## Brief A
Reproduce the part of the R2R vector storage guide that opens with the words containing "Troubleshooting Guide: Vector" and closes with "Postgres and pgvector.".
## Brief B
Decide whether each statement agrees with the R2R vector storage guide. Answer yes or no, and quote the words of the guide that settle it.
(i) The guide's troubleshooting centers on Postgres and pgvector.
(ii) If the psql connection check fails, the fault must lie in vector storage.
(iii) R2R relies on vector storage for similarity searches.
## Brief C
According to the R2R vector storage guide, what does R2R stand for?

## Excerpt to read
Start of Block
Troubleshooting Guide: Vector Storage Problems in R2R

Vector storage is a crucial component in R2R (RAG to Riches) for efficient similarity searches. This guide focuses on troubleshooting common vector storage issues, particularly with Postgres and pgvector.

1. Connection Issues

Symptom: R2R can’t connect to the vector database

  1. Check Postgres Connection:

    psql -h localhost -U your_username -d your_database
    

    If this fails, the issue might be with Postgres itself, not specifically vector storage.
End of Block
## Data for analysis
Start of Block
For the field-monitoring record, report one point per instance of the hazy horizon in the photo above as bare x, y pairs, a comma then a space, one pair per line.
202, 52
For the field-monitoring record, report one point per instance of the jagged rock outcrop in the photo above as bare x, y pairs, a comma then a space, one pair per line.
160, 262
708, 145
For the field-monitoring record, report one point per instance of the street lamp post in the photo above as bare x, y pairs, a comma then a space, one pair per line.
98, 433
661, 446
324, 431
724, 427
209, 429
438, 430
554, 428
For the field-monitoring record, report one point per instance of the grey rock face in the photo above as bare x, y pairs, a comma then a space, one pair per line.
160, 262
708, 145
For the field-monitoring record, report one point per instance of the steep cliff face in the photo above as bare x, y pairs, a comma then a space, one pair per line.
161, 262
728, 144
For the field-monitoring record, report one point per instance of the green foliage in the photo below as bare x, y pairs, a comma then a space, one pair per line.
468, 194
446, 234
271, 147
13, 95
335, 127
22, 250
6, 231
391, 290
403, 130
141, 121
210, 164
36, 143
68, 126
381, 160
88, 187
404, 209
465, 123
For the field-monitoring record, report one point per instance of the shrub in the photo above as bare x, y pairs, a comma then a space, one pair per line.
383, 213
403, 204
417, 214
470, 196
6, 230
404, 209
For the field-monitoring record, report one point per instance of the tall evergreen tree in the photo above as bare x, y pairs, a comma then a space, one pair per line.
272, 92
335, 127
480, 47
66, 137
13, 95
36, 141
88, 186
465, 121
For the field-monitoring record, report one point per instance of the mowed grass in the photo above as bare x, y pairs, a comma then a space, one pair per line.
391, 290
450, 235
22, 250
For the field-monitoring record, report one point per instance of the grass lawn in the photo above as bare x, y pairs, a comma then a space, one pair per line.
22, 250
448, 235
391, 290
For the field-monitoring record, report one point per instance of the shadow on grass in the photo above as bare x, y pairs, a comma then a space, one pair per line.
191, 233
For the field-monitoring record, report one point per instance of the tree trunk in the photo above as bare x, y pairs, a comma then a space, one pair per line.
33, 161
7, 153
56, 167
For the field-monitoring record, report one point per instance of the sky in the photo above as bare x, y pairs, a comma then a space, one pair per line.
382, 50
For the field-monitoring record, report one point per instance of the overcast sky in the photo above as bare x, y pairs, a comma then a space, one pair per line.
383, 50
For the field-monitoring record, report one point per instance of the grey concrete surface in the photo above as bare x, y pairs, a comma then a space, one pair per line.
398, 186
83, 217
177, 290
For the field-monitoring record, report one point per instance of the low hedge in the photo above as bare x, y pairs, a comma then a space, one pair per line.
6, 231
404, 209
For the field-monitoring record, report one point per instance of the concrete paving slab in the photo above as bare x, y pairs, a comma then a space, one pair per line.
End of Block
## Expected answer A
Troubleshooting Guide: Vector Storage Problems in R2R

Vector storage is a crucial component in R2R (RAG to Riches) for efficient similarity searches. This guide focuses on troubleshooting common vector storage issues, particularly with Postgres and pgvector.

## Expected answer B
(i) Yes: "particularly with Postgres and pgvector."
(ii) No: "the issue might be with Postgres itself, not specifically vector storage."
(iii) Yes: "Vector storage is a crucial component in R2R (RAG to Riches) for efficient similarity searches."

## Expected answer C
RAG to Riches.